• [TEXTE CITÉ]
# # # # # # #

La tragédie du vol Korean Airlines 007

Le 1er septembre 1983, un boeing 747 de la Korean Airlines est abattu par un chasseur SU-15 de l’armée soviétique au large de l’île de Sakhaline, entraînant dans la mort les 269 passagers et membres d’équipage. Tout le monde pointe du doigt l’Union soviétique et des drapeaux de l’URSS sont brûlés sur les places de Séoul. Cet acte risque de sérieusement compromettre les relations est-ouest et on redoute des représailles de la part des Etats-Unis. Pourtant de nombreuses zones d’ombres et des informations erronées entourent ce tragique incident.

# # # # # # #

• [DONNÉES FOURNIES]

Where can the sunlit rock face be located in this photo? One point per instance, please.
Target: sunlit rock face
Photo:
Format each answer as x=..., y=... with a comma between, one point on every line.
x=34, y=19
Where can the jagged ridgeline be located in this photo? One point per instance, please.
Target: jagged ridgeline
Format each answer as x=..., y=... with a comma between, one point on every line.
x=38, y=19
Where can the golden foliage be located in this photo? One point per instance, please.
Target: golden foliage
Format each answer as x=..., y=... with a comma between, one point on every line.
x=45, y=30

# # # # # # #

• [LISTE DES TÂCHES]
A - Recopiez mot pour mot le passage du texte cité compris entre « Le 1er septembre » et « ce tragique incident. », ces deux bornes incluses.
B - Citez à l'identique les lignes des enregistrements comprises entre celle qui contient « Where can the jagged » et la fin des enregistrements, bornes incluses.
Les enregistrements n'ont aucun lien avec le texte cité.

• [RÉPONSES ATTENDUES]
A -
Le 1er septembre 1983, un boeing 747 de la Korean Airlines est abattu par un chasseur SU-15 de l’armée soviétique au large de l’île de Sakhaline, entraînant dans la mort les 269 passagers et membres d’équipage. Tout le monde pointe du doigt l’Union soviétique et des drapeaux de l’URSS sont brûlés sur les places de Séoul. Cet acte risque de sérieusement compromettre les relations est-ouest et on redoute des représailles de la part des Etats-Unis. Pourtant de nombreuses zones d’ombres et des informations erronées entourent ce tragique incident.

B -
Where can the jagged ridgeline be located in this photo? One point per instance, please.
Target: jagged ridgeline
Format each answer as x=..., y=... with a comma between, one point on every line.
x=38, y=19
Where can the golden foliage be located in this photo? One point per instance, please.
Target: golden foliage
Format each answer as x=..., y=... with a comma between, one point on every line.
x=45, y=30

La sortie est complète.